> _What the exercise asks_: Please give again the lines between the one holding "Get the bounding box for wooden table" and the one holding "[883, 334, 1008, 452]", inclusive, reproducing them exactly.

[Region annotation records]
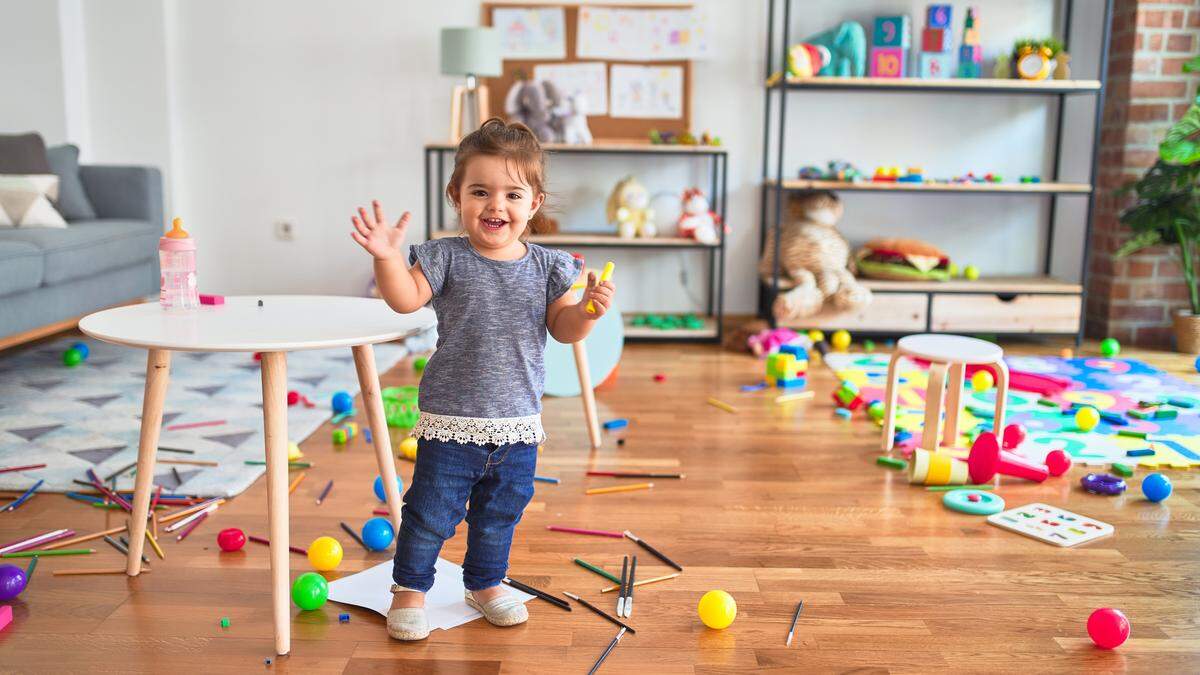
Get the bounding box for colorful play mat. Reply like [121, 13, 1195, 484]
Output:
[826, 353, 1200, 468]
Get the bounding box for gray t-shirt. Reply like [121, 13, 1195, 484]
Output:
[408, 237, 583, 419]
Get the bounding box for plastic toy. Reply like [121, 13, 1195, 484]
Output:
[217, 527, 246, 551]
[361, 518, 396, 551]
[1141, 473, 1171, 502]
[292, 572, 329, 610]
[308, 537, 344, 572]
[696, 591, 738, 631]
[1087, 607, 1133, 650]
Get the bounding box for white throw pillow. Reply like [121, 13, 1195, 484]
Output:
[0, 173, 67, 227]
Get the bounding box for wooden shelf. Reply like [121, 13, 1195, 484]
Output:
[767, 178, 1092, 195]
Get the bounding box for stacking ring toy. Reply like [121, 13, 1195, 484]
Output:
[1079, 473, 1127, 495]
[942, 489, 1004, 515]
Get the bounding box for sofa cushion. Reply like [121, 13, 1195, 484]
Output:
[0, 220, 160, 286]
[0, 240, 44, 295]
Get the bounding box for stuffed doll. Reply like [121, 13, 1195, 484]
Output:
[758, 191, 871, 321]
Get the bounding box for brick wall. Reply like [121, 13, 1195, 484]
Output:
[1087, 0, 1200, 347]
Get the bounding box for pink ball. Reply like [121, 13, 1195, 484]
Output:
[1046, 450, 1072, 476]
[1087, 607, 1130, 650]
[217, 527, 246, 551]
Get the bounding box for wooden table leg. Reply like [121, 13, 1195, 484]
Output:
[125, 350, 170, 577]
[262, 352, 292, 655]
[353, 345, 401, 532]
[571, 340, 600, 449]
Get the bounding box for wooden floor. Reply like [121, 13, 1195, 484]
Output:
[0, 345, 1200, 674]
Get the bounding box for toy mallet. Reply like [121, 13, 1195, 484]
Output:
[588, 261, 617, 313]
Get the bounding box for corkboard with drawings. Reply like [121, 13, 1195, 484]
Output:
[481, 2, 692, 143]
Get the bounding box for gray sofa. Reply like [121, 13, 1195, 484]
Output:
[0, 159, 163, 345]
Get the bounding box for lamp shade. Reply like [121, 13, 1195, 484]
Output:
[442, 26, 500, 77]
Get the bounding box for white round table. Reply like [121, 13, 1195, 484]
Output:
[79, 295, 437, 655]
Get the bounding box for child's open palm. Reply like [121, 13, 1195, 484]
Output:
[350, 199, 413, 259]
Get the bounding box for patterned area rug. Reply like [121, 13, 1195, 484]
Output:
[826, 353, 1200, 468]
[0, 331, 436, 496]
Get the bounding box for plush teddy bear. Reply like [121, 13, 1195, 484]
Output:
[758, 191, 871, 321]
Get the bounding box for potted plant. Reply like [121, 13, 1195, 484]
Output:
[1116, 56, 1200, 354]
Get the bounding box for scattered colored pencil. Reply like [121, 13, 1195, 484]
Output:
[583, 483, 654, 495]
[546, 525, 625, 539]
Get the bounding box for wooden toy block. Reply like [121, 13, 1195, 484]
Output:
[870, 47, 907, 77]
[871, 16, 911, 47]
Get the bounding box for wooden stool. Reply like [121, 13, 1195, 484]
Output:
[883, 334, 1008, 452]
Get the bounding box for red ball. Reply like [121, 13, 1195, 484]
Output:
[217, 527, 246, 551]
[1087, 607, 1130, 650]
[1003, 424, 1025, 450]
[1046, 450, 1070, 476]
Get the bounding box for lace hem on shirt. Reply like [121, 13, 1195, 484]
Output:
[413, 412, 546, 446]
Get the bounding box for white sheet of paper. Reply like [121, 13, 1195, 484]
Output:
[329, 557, 533, 631]
[533, 61, 608, 115]
[492, 7, 566, 59]
[608, 64, 683, 120]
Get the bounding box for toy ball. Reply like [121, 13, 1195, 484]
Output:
[1046, 450, 1072, 476]
[217, 527, 246, 551]
[362, 518, 396, 551]
[374, 476, 404, 502]
[307, 537, 344, 566]
[696, 591, 738, 631]
[971, 370, 996, 393]
[1141, 473, 1171, 502]
[1075, 406, 1100, 431]
[1100, 338, 1121, 359]
[332, 392, 354, 414]
[292, 572, 329, 610]
[1087, 607, 1132, 650]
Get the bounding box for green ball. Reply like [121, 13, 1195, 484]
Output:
[1100, 338, 1121, 359]
[292, 572, 329, 610]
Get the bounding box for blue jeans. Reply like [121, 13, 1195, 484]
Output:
[391, 438, 538, 592]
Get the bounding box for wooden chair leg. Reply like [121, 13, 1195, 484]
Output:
[881, 351, 901, 452]
[262, 352, 292, 655]
[125, 350, 170, 577]
[353, 345, 401, 532]
[920, 363, 946, 453]
[942, 363, 966, 448]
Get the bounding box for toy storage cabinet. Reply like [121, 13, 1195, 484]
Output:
[758, 0, 1112, 342]
[425, 141, 728, 342]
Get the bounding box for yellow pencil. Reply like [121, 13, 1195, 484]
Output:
[583, 483, 654, 495]
[708, 399, 738, 413]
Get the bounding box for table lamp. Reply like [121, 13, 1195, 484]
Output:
[442, 26, 502, 143]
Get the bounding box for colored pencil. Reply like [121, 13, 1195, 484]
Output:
[0, 464, 46, 473]
[340, 522, 371, 552]
[625, 530, 683, 572]
[504, 577, 571, 611]
[583, 483, 654, 495]
[600, 572, 679, 593]
[546, 525, 625, 539]
[588, 626, 629, 675]
[563, 592, 637, 635]
[317, 478, 334, 506]
[575, 558, 620, 584]
[0, 549, 96, 557]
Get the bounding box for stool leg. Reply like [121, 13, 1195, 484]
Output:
[920, 363, 946, 453]
[262, 352, 292, 655]
[353, 345, 401, 532]
[125, 350, 170, 577]
[942, 363, 966, 448]
[882, 350, 900, 452]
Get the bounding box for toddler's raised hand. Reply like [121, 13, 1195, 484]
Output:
[350, 199, 413, 261]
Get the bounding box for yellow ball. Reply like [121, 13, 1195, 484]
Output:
[308, 537, 343, 572]
[1075, 406, 1100, 431]
[696, 591, 738, 631]
[971, 370, 996, 393]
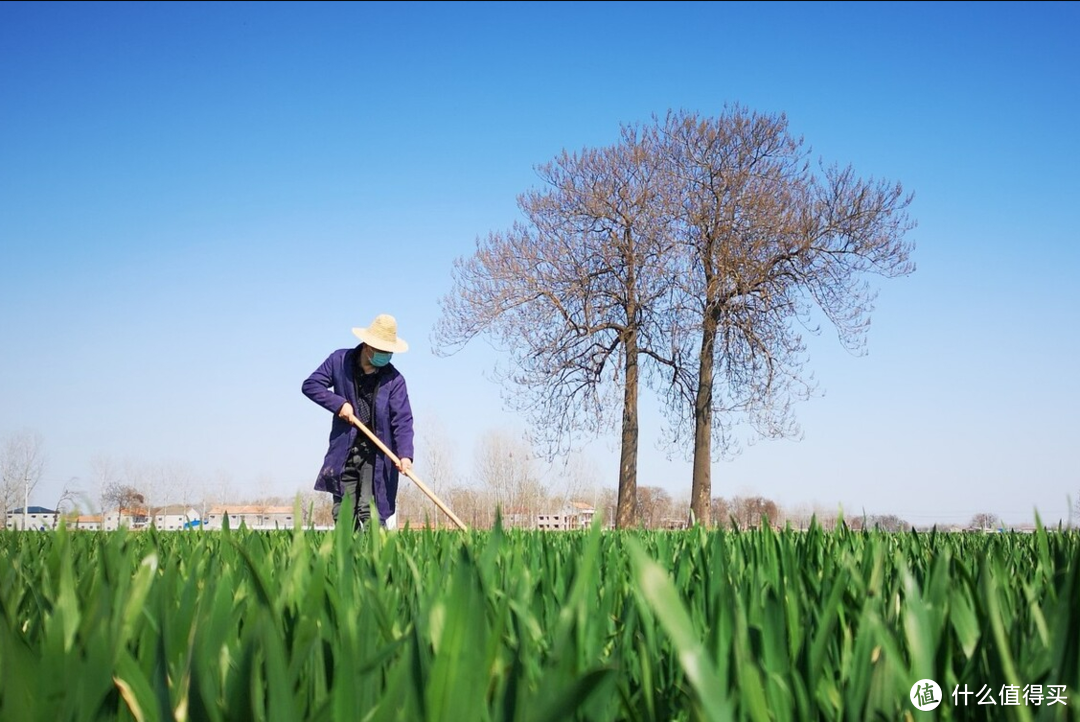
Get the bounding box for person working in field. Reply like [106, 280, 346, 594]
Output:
[301, 314, 414, 529]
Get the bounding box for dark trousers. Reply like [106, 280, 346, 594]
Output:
[333, 449, 375, 530]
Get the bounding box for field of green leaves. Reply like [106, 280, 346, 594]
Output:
[0, 515, 1080, 722]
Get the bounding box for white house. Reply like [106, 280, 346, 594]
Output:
[4, 506, 60, 531]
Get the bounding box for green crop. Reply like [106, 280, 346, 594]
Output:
[0, 515, 1080, 722]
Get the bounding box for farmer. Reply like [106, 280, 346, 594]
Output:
[301, 314, 413, 529]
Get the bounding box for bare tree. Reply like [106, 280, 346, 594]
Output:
[102, 481, 146, 516]
[474, 431, 544, 526]
[658, 106, 914, 523]
[637, 486, 672, 529]
[406, 416, 457, 527]
[703, 496, 731, 527]
[731, 496, 780, 529]
[0, 430, 45, 512]
[863, 514, 912, 532]
[969, 512, 1001, 530]
[434, 127, 672, 528]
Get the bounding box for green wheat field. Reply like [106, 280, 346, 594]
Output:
[0, 515, 1080, 722]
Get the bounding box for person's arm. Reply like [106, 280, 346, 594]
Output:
[390, 376, 415, 473]
[300, 353, 352, 418]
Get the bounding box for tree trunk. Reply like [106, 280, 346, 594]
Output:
[690, 313, 716, 527]
[616, 330, 637, 529]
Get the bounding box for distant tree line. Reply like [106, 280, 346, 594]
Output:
[433, 106, 915, 528]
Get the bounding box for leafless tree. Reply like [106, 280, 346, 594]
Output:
[53, 477, 86, 514]
[406, 416, 460, 527]
[637, 486, 673, 529]
[705, 496, 731, 527]
[658, 106, 914, 523]
[863, 514, 912, 532]
[102, 481, 146, 516]
[434, 127, 673, 527]
[730, 496, 780, 529]
[969, 512, 1001, 529]
[474, 431, 544, 527]
[0, 430, 45, 512]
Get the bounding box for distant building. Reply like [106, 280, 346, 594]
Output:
[4, 506, 60, 531]
[537, 502, 596, 531]
[64, 514, 103, 531]
[203, 504, 295, 530]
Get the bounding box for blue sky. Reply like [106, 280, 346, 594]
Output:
[0, 2, 1080, 525]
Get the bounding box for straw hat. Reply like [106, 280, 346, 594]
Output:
[352, 313, 408, 353]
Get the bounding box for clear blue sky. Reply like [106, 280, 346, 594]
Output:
[0, 2, 1080, 523]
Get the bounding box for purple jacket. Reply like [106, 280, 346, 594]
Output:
[300, 344, 415, 520]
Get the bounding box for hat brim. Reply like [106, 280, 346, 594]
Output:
[352, 328, 408, 354]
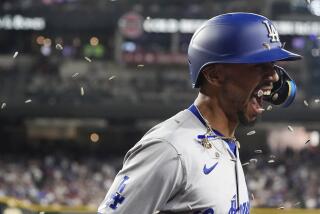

> _Solved problem_:
Get the bounding box for wooden table leg. Reply like [121, 13, 1195, 484]
Output:
[125, 350, 170, 577]
[262, 352, 292, 655]
[353, 345, 401, 532]
[571, 340, 600, 449]
Get the bounding box for wooden floor. Reply like [121, 13, 1195, 484]
Output:
[0, 345, 1200, 674]
Get the bounding box for toy mallet. Reply like [121, 13, 1195, 484]
Output:
[588, 261, 617, 313]
Get the bounding box for corkboard with drawings. Reply like [121, 13, 1195, 484]
Output:
[481, 2, 692, 143]
Get the bounding box for gray sofa. Reply like [121, 13, 1195, 484]
Output:
[0, 159, 163, 345]
Get the bounding box for lamp shade. Reply like [121, 13, 1195, 484]
Output:
[442, 26, 500, 77]
Get the bounding box for white round table. Reply like [121, 13, 1195, 484]
Output:
[79, 295, 437, 655]
Get the bounding box for child's open palm. Reply like [121, 13, 1195, 484]
Output:
[350, 199, 413, 259]
Get the bounding box for patterned area rug. Reply like [121, 13, 1195, 484]
Output:
[826, 353, 1200, 468]
[0, 331, 436, 496]
Get the bounding box for plush teddy bear. Reply like [121, 13, 1195, 484]
Output:
[758, 191, 871, 321]
Get the bounding box for potted plant. Reply like [121, 13, 1195, 484]
Output:
[1116, 56, 1200, 354]
Get the bounding box for scattered colored pencil. Reply like [121, 13, 1195, 484]
Output:
[583, 483, 654, 495]
[546, 525, 625, 539]
Get the bounding box for wooden toy block. Reply like [121, 13, 1195, 484]
Output:
[870, 47, 907, 77]
[871, 16, 911, 47]
Get the bounding box for wooden stool. Reply like [121, 13, 1195, 484]
Output:
[883, 334, 1008, 452]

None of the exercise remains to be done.